Although they were not a focus of this study, several other factors that may lead to differences in abundances of different species of herbivores among fields are worthy of mention. Most simply, differences in herbivore-community structure may be due to historical contingencies of how readily each species was able to colonize a field (Lawton et al. 1993; Stam et al. 2018). In addition, herbivore abundances could be controlled by tolerances of abiotic conditions that vary among fields (Lynn and Fridley 2019; Sanczuk et al. 2021). Finally, the abundances of an herbivore’s predators or pathogens may vary among fields, which could lead to differences in population densities of herbivores among fields if these natural enemies exert top-down control on the herbivore populations (Gómez and Zamora 2000; Callejas-Chavero et al. 2020). These factors are not mutually exclusive with each other or with the effects of host-plant resistance on herbivore abundance. Although their relative roles in controlling herbivore abundance in horsenettle populations are not known, what is clear is that cumulative effect of the other factors outweighed the effects of plant resistance in limiting the abundance of at least five of the horsenettle herbivores in the current study.

The false potato beetle (Leptinotarsa juncta) was the only species for which horsenettle’s resistance levels were negatively associated with levels of folivory in the field populations. That is, the horsenettle populations with higher levels of resistance to false potato beetles (determined operationally in the common garden) tended to suffer lower levels of leaf-feeding by this species in the source fields. Why false potato beetles would be the only herbivore showing this pattern is not clear. One reason why the patterns might differ among species of herbivores is that the more mobile species would be able to sample among populations and thus choose to feed and oviposit on plants in populations with relatively low resistance. Despite their bulky bodies and lumbering gait, adult potato beetles can fly long distances to locate host-plant populations (Boiteau 2001). Whether they are better at this than the other species of herbivores included in this study is not known.

It may also be important that false potato beetles do not restrict their feeding to leaves, but they also do considerable damage to flowers and fruits. Florivory and frugivory by potato beetles have been found to impose much stronger directional selection to increase resistance in horsenettle than does stem boring or leaf damage by any herbivore species (Wise and Rausher 2013). Resistance against potato beetles may thus be more important to horsenettle than to the other five herbivores in this study. As a result, resistance may be strong enough to affect potato beetle density more than it affects the density of the other herbivores included in this study. However, such rationale is not consistent with the observed pattern that flea beetle damage in the field was strongly positively correlated with resistance levels—even though selection for flea beetle resistance was stronger than selection for resistance to the stem borer or to any of the other folivores (Wise and Rausher 2013).

What is most clear from this study is that the community structure of herbivores that share a host plant does not necessarily reflect genetically controlled host-plant resistance levels against the array of herbivores it encounters. If the results for horsenettle are generalizable across systems, then it may be expected that higher densities of a species of herbivore in a host-plant population (relative to other populations of the host plant) are more likely to be associated with higher levels of plant resistance, rather than lower levels of plant resistance, against that herbivore.
+===+
REQUIRED ACTION A:
Please quote the stretch of the horsenettle discussion from "What is most" through "against that herbivore.".
REQUIRED ACTION B:
List each distinct source cited in the horsenettle discussion, with the author names and year as given, naming each source once.

(Dataset entries)
+===+
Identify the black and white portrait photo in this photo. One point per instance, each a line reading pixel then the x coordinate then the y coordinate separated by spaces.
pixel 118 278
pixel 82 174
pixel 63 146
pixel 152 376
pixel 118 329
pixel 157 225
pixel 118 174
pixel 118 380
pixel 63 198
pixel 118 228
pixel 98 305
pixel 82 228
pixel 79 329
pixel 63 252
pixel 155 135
+===+
EXPECTED ANSWER A:
What is most clear from this study is that the community structure of herbivores that share a host plant does not necessarily reflect genetically controlled host-plant resistance levels against the array of herbivores it encounters. If the results for horsenettle are generalizable across systems, then it may be expected that higher densities of a species of herbivore in a host-plant population (relative to other populations of the host plant) are more likely to be associated with higher levels of plant resistance, rather than lower levels of plant resistance, against that herbivore.

EXPECTED ANSWER B:
Lawton et al. 1993
Stam et al. 2018
Lynn and Fridley 2019
Sanczuk et al. 2021
Gómez and Zamora 2000
Callejas-Chavero et al. 2020
Boiteau 2001
Wise and Rausher 2013